Work item: Without including any picture, return the complete set of records exactly.

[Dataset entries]

§

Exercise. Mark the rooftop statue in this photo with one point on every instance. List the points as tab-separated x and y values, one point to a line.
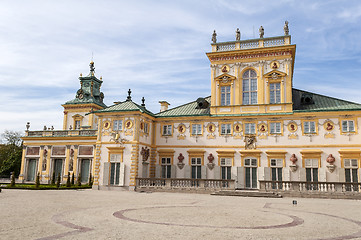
261	32
238	35
286	29
214	37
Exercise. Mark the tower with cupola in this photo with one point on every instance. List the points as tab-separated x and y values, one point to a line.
78	112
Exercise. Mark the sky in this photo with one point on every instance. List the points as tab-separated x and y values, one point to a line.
157	49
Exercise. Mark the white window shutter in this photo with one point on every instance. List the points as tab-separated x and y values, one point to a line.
106	173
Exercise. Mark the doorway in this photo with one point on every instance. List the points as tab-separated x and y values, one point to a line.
31	170
85	170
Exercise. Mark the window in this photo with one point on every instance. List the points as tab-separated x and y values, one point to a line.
166	167
250	128
311	166
309	127
226	164
226	128
196	168
275	93
348	126
275	128
167	130
196	129
249	87
117	125
225	95
276	172
77	124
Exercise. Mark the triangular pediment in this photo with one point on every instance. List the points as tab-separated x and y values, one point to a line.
225	77
275	74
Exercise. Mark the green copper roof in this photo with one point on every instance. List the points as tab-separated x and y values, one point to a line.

§

Task solution:
Exercise. Mark the rooftop statue in this photo with one point on every instance. List the points as tab-separated x and y values, one point to a line.
261	32
238	35
286	29
214	37
Exercise. Mark the tower with cupola in this photo with one point on every instance. List the points as tab-separated x and y values, one point to a line.
78	112
Exercise. Mark the sky in this photo with one point on every instance. List the points as tab-separated x and y values, one point to a line.
157	49
Exercise. Mark the white window shutter in this photo with one point on every instance. List the points as tab-separated x and y values, one point to a line.
106	173
Exercise. Mark the doorway in this photo with one point on every instance. List the points as tab-separated x and y values, one point to a line.
31	170
85	170
Exercise. Mark the window in this photo with one point on every instance. List the points as tab-separated x and y values, one point to a line.
166	167
250	128
311	166
309	127
226	164
226	128
196	168
275	93
348	126
275	128
167	130
196	129
249	87
117	125
225	95
276	172
77	124
Exercise. Mark the triangular pediment in this photo with one point on every instance. List the points as tab-separated x and y values, one point to a line.
225	77
275	74
Exercise. Mark the green copper roof in this photo with one point on every instance. List the points as tab-separated x and y values, one point to a line.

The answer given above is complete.